Provided entries:

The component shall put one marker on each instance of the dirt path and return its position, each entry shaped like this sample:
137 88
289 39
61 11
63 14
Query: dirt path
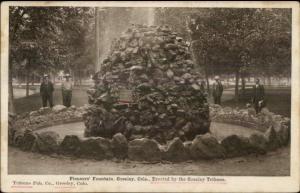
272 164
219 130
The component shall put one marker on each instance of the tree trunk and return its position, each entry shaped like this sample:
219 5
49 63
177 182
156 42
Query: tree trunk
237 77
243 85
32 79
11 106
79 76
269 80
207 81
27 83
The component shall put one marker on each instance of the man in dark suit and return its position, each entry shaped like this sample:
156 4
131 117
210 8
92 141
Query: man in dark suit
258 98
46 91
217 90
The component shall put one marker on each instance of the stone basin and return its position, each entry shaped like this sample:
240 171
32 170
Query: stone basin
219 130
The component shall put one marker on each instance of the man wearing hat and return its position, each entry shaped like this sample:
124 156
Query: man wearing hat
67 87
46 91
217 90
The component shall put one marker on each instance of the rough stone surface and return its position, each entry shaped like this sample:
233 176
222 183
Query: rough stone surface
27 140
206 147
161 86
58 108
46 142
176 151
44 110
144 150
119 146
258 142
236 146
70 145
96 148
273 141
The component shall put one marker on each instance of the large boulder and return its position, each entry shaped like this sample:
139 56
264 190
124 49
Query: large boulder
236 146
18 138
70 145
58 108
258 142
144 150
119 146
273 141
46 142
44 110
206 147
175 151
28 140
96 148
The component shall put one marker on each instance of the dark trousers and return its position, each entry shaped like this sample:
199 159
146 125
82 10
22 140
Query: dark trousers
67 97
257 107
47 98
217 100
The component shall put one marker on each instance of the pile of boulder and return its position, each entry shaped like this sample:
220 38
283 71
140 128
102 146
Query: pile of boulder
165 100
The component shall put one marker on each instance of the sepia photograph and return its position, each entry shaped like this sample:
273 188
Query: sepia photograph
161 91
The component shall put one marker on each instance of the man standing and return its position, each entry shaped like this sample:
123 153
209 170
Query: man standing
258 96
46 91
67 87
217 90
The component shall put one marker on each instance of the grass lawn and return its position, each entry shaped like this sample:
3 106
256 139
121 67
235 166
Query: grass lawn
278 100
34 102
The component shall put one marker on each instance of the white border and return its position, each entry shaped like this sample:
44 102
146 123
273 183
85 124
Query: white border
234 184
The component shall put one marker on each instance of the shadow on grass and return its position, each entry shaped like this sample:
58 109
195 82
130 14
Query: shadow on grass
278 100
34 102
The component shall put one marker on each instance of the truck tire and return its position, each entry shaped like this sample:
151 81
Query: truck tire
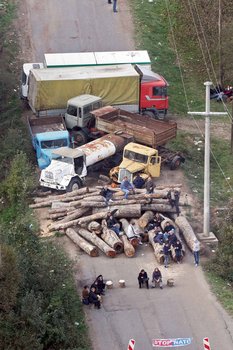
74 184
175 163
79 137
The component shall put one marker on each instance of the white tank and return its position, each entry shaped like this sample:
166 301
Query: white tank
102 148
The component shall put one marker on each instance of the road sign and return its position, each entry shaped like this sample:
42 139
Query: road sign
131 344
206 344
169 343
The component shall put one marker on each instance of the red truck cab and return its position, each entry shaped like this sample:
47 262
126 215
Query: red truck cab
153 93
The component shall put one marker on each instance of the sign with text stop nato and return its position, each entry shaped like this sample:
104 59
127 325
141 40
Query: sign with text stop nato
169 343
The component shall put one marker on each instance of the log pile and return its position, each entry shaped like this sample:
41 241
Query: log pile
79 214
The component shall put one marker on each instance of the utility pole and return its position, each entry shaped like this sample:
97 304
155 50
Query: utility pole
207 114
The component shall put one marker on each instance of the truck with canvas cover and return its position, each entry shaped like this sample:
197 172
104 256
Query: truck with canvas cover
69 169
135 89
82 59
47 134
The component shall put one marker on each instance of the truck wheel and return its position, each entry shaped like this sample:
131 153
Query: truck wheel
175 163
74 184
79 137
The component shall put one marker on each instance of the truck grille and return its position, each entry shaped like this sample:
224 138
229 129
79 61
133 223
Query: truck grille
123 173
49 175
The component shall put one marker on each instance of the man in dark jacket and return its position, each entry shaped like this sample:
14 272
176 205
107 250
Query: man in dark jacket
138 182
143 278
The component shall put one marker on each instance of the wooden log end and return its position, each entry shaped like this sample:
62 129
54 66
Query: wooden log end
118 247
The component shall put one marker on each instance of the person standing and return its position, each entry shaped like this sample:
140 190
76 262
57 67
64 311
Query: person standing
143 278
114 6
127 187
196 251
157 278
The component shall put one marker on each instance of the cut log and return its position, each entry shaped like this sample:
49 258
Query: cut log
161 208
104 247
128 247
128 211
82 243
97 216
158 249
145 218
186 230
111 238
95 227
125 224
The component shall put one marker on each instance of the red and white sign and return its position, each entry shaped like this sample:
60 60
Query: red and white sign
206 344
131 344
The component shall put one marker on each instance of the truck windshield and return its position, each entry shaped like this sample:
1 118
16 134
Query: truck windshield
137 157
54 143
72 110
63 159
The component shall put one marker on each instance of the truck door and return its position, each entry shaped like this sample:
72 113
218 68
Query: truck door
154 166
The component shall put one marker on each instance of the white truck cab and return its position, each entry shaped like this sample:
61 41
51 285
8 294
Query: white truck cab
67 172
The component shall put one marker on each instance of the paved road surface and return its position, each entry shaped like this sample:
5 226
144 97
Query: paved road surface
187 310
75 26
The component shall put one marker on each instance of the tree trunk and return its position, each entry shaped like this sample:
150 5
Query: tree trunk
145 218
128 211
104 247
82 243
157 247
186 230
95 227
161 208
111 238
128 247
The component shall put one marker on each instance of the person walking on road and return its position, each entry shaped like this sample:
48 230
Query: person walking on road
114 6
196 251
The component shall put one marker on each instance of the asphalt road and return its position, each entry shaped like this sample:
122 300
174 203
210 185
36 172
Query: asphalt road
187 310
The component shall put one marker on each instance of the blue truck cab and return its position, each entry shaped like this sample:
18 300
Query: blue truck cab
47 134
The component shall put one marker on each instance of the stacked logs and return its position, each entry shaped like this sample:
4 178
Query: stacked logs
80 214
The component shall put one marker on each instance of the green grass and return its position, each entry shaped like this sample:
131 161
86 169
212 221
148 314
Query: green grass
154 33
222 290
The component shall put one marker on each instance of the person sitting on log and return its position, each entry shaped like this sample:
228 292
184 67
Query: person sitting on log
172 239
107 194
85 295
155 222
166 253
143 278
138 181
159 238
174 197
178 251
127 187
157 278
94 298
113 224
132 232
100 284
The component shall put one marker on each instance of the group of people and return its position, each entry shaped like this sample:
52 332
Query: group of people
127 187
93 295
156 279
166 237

* * *

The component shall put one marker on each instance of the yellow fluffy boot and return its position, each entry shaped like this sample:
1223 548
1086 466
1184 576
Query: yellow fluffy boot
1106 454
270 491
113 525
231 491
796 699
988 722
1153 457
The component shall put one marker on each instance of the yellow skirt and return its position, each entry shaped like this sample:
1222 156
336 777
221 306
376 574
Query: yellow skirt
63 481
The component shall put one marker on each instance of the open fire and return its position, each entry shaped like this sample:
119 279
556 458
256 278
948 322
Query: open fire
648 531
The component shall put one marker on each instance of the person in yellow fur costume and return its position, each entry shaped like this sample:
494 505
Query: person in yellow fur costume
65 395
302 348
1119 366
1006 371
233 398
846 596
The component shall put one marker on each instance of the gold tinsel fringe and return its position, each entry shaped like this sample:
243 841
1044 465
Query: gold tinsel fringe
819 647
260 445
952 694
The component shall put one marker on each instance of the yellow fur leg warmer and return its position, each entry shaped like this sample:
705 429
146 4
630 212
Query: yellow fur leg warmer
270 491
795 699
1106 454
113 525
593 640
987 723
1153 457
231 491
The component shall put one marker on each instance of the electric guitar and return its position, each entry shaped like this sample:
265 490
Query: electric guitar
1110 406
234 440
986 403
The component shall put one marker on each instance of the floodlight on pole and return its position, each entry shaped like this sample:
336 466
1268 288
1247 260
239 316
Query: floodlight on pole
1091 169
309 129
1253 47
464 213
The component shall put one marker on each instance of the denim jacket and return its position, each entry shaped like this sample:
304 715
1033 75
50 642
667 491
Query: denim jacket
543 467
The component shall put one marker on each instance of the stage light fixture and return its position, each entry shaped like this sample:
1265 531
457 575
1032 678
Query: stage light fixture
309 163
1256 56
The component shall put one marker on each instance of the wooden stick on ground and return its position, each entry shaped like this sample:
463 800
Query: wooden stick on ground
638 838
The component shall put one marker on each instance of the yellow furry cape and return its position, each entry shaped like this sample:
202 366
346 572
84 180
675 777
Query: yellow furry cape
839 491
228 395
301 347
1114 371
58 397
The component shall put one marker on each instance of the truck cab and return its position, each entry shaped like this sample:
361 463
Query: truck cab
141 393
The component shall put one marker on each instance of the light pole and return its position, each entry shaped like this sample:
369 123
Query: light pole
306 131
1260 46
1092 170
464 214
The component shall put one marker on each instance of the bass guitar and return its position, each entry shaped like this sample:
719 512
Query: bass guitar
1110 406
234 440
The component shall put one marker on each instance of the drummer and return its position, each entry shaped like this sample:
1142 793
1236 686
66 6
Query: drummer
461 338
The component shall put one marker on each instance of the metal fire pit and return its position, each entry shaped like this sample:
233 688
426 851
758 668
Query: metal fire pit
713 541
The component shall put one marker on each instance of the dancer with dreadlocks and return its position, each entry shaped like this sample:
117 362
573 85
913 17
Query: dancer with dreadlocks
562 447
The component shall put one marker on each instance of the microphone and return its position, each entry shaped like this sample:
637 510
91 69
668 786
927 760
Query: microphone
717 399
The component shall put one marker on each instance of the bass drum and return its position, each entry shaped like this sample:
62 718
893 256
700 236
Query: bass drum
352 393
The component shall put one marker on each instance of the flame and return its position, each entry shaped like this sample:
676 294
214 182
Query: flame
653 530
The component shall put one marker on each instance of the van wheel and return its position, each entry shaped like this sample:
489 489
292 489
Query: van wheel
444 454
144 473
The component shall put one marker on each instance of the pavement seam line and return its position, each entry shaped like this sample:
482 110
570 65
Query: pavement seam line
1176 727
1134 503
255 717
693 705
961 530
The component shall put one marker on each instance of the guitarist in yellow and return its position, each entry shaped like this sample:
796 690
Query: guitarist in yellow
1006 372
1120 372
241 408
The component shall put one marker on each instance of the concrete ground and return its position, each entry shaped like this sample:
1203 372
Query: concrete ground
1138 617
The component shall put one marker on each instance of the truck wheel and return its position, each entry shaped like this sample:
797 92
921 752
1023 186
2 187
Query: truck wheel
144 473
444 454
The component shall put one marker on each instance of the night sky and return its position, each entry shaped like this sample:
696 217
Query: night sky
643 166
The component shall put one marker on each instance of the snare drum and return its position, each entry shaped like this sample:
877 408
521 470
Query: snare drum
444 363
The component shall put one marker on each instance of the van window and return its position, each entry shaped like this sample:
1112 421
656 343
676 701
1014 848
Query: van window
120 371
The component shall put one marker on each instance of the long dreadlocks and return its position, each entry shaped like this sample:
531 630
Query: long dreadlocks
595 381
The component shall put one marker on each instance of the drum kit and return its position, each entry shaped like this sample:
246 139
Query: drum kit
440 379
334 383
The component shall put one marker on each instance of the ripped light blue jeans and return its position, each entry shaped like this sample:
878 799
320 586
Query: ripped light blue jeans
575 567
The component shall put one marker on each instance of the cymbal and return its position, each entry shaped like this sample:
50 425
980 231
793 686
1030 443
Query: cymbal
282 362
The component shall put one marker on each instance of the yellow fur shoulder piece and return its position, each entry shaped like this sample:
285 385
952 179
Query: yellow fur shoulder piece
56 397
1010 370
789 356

Given instruction: Count how many lines in the two blocks above contain the word "tank", treating case as significant. Give only the number.

Full answer: 2